-- Bloque de texto --
= = = = =

El mar y las dos caras de la libertad

El autor de El mar interior, que formó parte del movimiento punk londinense, halló dos vías de expresión al margen de la música: la literatura y el mar, con la libertad como denominador común. De todo ello habló en septiembre en el CCCB.

Barcelona. Foto: Vicente Zambrano

Fachada marítima de Barcelona, con la avenida del Mare Nostrum en primer término en el lado izquierdo de la foto, materialmente a pie de playa.
Foto: Vicente Zambrano

Hace millones de años que el hombre transforma la naturaleza y la adapta a su sistema de vida, sobre todo a partir de los grandes avances de la técnica. Lo llamamos civilización, y en general lo asociamos al progreso de la especie. Nuestra voluntad de dominio, con todo, se diluye en cuanto entra en contacto con el mar, una frontera insondable que separa la historia humana de la natural. Y no obstante no podemos dejar de establecer vínculos con ella. En Barcelona solo hay que pasear por el paseo del Mare Nostrum para entender el gran valor simbólico de esta relación.

= = = = =

-- Registros mostrados --
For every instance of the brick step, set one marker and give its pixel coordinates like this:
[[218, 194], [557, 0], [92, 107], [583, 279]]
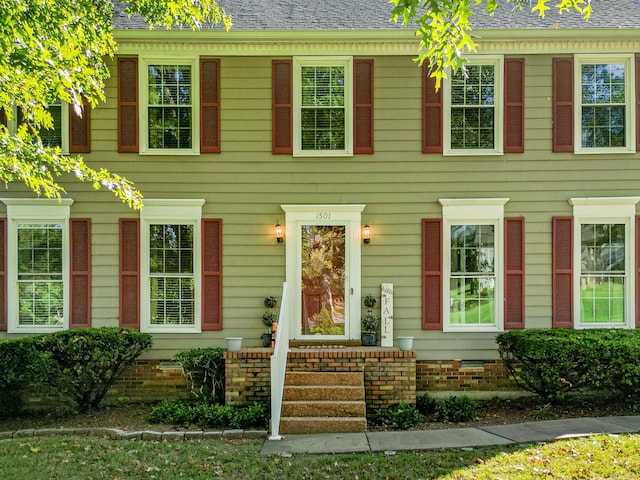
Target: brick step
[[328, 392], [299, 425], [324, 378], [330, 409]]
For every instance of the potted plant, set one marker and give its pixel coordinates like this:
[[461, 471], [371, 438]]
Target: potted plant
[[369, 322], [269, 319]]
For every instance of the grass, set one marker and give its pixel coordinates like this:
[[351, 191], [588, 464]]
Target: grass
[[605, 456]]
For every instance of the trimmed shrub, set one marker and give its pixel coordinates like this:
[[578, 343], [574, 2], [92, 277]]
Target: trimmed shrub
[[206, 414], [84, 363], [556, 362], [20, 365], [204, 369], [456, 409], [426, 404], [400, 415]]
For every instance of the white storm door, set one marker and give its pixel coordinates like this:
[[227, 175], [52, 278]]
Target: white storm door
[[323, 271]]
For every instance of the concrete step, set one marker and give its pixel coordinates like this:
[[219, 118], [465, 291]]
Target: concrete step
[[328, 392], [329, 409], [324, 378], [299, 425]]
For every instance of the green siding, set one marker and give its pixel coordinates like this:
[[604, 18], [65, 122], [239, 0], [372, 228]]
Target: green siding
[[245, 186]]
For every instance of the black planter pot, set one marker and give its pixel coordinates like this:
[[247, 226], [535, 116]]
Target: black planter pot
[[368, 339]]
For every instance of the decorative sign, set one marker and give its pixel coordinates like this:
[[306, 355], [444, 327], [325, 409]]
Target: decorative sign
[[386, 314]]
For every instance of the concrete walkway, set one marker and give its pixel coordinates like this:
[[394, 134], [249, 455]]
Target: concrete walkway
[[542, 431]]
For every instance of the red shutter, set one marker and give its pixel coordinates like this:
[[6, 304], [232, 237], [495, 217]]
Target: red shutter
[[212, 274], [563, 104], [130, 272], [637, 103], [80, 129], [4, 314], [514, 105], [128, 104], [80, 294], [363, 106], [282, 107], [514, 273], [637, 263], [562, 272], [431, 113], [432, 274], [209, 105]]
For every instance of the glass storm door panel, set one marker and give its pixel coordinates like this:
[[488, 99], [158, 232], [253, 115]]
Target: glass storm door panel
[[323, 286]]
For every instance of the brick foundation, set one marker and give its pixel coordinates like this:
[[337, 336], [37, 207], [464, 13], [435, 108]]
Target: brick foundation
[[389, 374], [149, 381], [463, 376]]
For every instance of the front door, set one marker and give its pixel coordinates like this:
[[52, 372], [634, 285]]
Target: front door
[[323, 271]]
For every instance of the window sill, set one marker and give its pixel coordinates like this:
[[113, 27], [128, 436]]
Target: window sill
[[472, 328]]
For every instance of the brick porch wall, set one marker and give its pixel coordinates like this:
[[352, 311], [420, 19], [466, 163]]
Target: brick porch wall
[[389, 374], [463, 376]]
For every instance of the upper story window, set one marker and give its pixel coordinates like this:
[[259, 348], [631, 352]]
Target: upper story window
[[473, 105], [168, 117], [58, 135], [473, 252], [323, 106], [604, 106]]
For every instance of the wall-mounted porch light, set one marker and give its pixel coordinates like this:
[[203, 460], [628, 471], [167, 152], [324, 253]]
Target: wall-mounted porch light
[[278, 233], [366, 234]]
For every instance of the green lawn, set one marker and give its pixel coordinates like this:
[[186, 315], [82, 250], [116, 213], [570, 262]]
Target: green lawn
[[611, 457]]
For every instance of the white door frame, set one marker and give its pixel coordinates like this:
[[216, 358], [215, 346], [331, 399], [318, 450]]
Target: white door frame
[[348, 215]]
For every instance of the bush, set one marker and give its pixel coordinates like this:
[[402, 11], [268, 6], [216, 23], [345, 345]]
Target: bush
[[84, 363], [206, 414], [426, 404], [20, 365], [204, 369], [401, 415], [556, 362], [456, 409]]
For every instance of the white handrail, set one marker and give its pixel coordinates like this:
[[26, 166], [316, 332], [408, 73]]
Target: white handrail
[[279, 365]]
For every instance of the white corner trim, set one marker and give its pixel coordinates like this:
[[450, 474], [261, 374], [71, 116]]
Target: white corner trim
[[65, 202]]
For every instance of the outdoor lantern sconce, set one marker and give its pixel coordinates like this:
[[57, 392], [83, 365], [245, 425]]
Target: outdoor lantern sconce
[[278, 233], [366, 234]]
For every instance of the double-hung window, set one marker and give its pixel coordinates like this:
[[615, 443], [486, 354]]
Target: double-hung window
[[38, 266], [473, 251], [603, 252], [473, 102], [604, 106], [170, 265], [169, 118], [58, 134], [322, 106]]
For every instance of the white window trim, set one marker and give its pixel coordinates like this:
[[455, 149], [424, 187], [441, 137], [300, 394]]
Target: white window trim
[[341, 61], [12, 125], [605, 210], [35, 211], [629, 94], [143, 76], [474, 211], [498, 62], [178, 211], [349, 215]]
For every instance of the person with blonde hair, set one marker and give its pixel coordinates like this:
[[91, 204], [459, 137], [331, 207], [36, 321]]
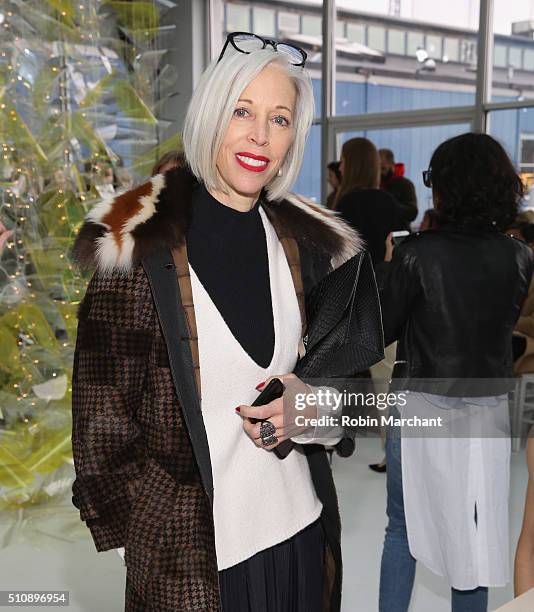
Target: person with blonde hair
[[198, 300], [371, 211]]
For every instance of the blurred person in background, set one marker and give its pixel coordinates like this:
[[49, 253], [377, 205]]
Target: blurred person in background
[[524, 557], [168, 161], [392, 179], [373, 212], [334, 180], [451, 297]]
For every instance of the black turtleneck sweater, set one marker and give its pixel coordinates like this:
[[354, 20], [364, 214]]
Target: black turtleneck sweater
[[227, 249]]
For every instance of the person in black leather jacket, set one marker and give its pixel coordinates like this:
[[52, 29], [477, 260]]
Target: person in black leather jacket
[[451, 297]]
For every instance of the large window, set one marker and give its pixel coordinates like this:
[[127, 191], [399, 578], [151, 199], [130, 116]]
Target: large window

= = = = =

-- Objetivo A --
Responde con datos del texto sobre el mar y la libertad:
(i) ¿De qué movimiento formó parte el autor?
(ii) ¿Dónde habló en septiembre?
(iii) Según el texto, ¿qué frontera separa la historia humana de la natural?
-- Objetivo B --
Traduce al inglés esta oración del texto sobre el mar y la libertad: "Lo llamamos civilización, y en general lo asociamos al progreso de la especie."
-- Objetivo C --
Retoma el texto sobre el mar y la libertad justo después de su última oración y escribe uno o dos párrafos más.
Los registros son material aparte, sin relación con el texto.

-- Respuesta A --
(i) Del movimiento punk londinense.
(ii) En el CCCB.
(iii) El mar.

-- Respuesta B --
We call it civilization, and we generally associate it with the progress of the species.

-- Respuesta C --
“En las civilizaciones sin barcos, los sueños se secan”, dijo Foucault. Quizás por ello el escritor británico Philip Hoare (Southampton, 1958) define el mar como “el alma de una civilización”: un espacio que nos define, conecta y separa, tanto física como culturalmente. Es “un elemento más allá de nosotros” que no podemos controlar, que ocupa dos tercios del planeta y donde reside, kilómetros abajo, un 90 % de la vida del ecosistema global. Y no conocemos ni una décima parte –sabemos más del espacio exterior que de los océanos. Pero en la misma medida en que lo desconocemos, nos nutrimos de él, lo atravesamos con espíritu aventurero y escribimos relatos apasionantes. Eso es lo que hace Philip Hoare, autor de El mar interior (Ático de los Libros), que nos propone redescubrirlo a través de un viaje literario que mezcla la autobiografía, la divulgación científica y la historia cultural.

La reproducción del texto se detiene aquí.